(Task inputs)

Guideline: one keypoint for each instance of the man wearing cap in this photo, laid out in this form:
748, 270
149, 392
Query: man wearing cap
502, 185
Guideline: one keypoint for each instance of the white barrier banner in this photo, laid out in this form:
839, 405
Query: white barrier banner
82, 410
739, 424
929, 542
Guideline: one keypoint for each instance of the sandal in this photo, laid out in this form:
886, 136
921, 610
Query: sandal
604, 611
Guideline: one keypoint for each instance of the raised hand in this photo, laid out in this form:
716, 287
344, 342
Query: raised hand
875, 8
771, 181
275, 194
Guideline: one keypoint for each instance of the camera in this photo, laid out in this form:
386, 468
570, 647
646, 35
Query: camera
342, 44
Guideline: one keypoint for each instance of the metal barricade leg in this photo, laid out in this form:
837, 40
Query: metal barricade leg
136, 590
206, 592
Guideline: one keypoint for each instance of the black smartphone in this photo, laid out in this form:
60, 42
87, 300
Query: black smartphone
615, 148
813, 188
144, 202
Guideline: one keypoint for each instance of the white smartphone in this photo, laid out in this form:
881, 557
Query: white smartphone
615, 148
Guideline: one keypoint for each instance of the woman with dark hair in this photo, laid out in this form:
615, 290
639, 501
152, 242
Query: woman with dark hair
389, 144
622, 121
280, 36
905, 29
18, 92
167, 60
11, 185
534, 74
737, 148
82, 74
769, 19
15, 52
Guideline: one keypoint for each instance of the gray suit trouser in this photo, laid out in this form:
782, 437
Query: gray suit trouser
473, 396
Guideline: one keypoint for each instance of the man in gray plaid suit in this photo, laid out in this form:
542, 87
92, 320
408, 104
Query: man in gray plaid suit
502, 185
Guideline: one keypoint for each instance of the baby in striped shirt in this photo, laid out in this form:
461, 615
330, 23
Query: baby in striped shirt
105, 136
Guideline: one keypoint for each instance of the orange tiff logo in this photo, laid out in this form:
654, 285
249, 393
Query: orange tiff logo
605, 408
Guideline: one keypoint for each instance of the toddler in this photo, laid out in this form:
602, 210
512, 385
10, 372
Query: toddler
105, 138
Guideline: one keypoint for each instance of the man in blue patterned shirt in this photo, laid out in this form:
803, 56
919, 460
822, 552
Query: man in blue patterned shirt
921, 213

(End Task inputs)

Retype exactly, please, each line from the line that contains "Guideline: one keypoint for each instance of the man in blue" through the last line of the entries above, with nothing added.

> _Result_:
Guideline: one keypoint for each instance of the man in blue patterned shirt in this photo, laid out in this form:
803, 56
919, 460
822, 552
Query: man in blue patterned shirt
921, 213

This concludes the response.